§ Using the information:
[1] List every percentage figure that appears in the article on Georgia's budget surplus.
[2] Extend the article on Georgia's budget surplus from its final sentence.

(The Center Square) – Georgia ended the last fiscal year with a $3.7 billion surplus, a new report by the State Accounting Office (SAO) showed.
The Georgia Revenues and Reserves report said the state increased its rainy day fund and still had money leftover after the 2021 fiscal year, which ran July 1, 2020, through June 30, 2021.
Georgia’s financial outcome is vastly different from what state officials expected. Gov. Brian Kemp instructed state agencies in August to maintain current spending levels over the next two years as a cautionary measure. Kemp also directed the agencies to cut spending during fiscal years 2020 and 2021.
The spending plan for fiscal year 2022 gradually replaces more than $2 billion that was cut from the budget at the onset of the COVID-19 pandemic.
Net tax collections were nearly $27 billion for fiscal 2021, a 13% year-over-year increase. Net tax revenue in Georgia was $2.5 billion in June, representing a $563 million increase – or 29.1% – compared with June 2020, Kemp’s office said.
Georgia’s rainy day fund grew from $2.7 billion on July 1, 2020, to nearly $4.3 billion by June 30, 2021, because of the surplus. State law requires 15% of the state’s general revenue funds be placed in the reserve account.
Lawmakers must decide what the state will do with the remaining nearly $2.2 billion. Economic analysts said the surplus is a one-time boost that has been injected into the state economy.
“Due largely to unprecedented support from the federal government, tens of billions of dollars were added to Georgia’s economy during the 2021 fiscal year, helping avert economic disaster and positioning the state for a surge in revenue collections,” Georgia Budget Policy Institute Senior Policy Analyst Danny Kanso said.
A Pew Charitable Trusts report released Sept. 1 showed the state’s personal income in the first quarter of 2020 through the first quarter of 2021 increased by 15.7%, which economists attributed to federal aid. The federal government passed three stimulus bills in response to the COVID-19 pandemic, distributing hundreds of billions of dollars in support for states.

(Natural-language object grounding data)

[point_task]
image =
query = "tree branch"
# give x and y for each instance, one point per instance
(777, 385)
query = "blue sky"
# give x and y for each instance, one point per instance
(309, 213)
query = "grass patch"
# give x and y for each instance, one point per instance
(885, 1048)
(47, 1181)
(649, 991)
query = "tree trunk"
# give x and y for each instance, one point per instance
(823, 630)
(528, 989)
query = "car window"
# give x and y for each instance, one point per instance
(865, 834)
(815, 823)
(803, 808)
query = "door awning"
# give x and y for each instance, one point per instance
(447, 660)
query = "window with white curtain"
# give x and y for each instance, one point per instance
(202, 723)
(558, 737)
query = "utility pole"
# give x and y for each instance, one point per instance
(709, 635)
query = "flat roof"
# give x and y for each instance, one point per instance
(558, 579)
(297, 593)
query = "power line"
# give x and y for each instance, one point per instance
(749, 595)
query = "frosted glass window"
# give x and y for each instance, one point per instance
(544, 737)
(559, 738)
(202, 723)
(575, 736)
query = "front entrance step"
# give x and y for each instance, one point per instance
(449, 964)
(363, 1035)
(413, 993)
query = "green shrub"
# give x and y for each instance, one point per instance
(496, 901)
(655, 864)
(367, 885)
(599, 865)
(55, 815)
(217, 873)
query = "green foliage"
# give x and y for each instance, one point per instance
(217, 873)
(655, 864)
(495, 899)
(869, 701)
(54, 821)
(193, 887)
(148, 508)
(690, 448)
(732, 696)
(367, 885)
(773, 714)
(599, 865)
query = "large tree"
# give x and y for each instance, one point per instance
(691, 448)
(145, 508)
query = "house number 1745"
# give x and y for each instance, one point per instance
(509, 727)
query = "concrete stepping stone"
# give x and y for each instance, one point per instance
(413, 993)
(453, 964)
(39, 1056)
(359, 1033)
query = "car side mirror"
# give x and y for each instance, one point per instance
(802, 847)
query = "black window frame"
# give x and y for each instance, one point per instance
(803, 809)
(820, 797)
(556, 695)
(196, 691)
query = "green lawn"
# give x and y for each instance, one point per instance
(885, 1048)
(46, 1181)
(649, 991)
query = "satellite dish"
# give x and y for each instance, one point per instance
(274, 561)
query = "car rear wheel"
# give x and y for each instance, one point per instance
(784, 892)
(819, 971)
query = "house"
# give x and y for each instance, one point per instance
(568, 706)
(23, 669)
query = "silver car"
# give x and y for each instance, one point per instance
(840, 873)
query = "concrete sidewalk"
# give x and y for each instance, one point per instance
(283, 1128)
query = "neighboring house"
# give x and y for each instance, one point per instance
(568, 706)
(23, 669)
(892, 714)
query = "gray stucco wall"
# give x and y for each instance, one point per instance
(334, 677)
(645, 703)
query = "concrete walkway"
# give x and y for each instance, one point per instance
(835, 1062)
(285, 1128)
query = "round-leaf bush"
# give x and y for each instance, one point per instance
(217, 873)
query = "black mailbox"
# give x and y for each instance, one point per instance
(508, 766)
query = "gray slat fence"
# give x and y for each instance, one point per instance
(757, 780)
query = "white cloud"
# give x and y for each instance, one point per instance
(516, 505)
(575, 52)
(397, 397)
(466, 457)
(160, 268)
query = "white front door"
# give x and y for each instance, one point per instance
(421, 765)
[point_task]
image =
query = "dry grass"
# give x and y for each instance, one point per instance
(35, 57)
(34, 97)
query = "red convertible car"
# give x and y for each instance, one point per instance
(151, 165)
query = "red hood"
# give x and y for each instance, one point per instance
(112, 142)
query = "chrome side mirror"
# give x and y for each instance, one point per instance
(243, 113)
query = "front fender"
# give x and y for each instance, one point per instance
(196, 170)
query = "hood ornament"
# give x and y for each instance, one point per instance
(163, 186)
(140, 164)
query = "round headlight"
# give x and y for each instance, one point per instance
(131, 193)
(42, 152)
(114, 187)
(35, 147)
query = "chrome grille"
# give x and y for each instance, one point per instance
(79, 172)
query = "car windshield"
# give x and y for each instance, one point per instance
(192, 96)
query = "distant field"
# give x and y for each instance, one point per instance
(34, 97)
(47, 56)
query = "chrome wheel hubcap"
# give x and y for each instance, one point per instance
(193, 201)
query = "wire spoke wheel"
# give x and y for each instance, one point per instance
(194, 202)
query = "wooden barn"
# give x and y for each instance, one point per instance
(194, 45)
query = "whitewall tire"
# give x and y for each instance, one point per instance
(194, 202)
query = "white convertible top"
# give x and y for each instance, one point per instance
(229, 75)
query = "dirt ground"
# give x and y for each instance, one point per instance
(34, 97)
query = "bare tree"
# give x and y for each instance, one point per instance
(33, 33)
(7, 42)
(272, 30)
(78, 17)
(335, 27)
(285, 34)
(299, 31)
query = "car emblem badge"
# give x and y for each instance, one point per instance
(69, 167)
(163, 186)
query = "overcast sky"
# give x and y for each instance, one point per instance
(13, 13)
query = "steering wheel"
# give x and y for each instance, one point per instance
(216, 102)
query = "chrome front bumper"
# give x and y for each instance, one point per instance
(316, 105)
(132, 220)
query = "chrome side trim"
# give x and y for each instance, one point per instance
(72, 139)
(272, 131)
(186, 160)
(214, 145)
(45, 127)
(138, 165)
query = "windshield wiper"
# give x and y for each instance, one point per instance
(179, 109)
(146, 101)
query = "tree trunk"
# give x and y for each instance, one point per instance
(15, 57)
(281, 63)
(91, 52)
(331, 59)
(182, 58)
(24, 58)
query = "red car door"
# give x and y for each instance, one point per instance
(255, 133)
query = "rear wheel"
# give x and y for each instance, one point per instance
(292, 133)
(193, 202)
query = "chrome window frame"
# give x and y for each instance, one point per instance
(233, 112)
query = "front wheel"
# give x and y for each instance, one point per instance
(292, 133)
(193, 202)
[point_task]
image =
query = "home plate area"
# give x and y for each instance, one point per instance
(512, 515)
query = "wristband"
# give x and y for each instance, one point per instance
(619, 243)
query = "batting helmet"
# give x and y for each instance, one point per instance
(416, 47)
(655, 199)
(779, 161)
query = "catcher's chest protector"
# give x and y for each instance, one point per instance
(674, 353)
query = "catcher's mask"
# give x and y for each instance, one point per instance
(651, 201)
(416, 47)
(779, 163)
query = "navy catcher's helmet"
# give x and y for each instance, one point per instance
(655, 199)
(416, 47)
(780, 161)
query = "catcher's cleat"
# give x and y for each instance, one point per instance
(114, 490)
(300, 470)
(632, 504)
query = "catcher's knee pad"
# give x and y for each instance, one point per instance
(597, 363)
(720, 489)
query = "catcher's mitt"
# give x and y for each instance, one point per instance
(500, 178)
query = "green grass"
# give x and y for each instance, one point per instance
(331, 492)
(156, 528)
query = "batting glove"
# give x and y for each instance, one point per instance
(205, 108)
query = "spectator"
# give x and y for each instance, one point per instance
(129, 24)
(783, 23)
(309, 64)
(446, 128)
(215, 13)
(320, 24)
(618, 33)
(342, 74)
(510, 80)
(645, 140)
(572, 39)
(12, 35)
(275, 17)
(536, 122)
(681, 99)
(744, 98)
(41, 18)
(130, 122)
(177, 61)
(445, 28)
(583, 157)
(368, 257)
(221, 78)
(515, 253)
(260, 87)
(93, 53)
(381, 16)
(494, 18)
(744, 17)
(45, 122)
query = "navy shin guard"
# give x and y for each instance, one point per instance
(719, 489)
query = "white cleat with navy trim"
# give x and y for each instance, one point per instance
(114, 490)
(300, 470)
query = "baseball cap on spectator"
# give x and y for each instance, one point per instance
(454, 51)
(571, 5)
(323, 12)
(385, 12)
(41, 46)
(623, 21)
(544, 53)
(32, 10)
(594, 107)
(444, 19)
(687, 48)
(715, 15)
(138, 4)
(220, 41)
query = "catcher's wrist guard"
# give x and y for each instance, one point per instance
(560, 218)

§ Solved tasks:
[1] 13%, 29.1%, 15%, 15.7%

[2]
Kanso said lawmakers should restore cuts to schools, health care programs and agencies that assist needy Georgians.
“Lawmakers must undo the harm wrought by these budget cuts by leveraging the surplus to restore funding and then extend meaningful and overdue economic assistance to the low- and middle-income Georgians that have been harmed most by the pandemic,” Kanso said.
Democrats are pushing for the extra funding to be used to expand the state’s Medicaid program. Georgia Public Policy Foundation President and CEO Kyle Wingfield said, however, lawmakers should focus on reducing debt instead of increasing debt for taxpayers. He said lawmakers should use the “one-time money for one-time investments” such as spending on broadband, other infrastructure and paying off petition liabilities.
“It’s very important for people to understand that just because there’s $2 billion extra in the bank right now doesn’t mean that you can commit to a bunch of programs that are going to cost hundreds of millions of dollars per year, well into the future because this money will be gone, at some point,” Wingfield said.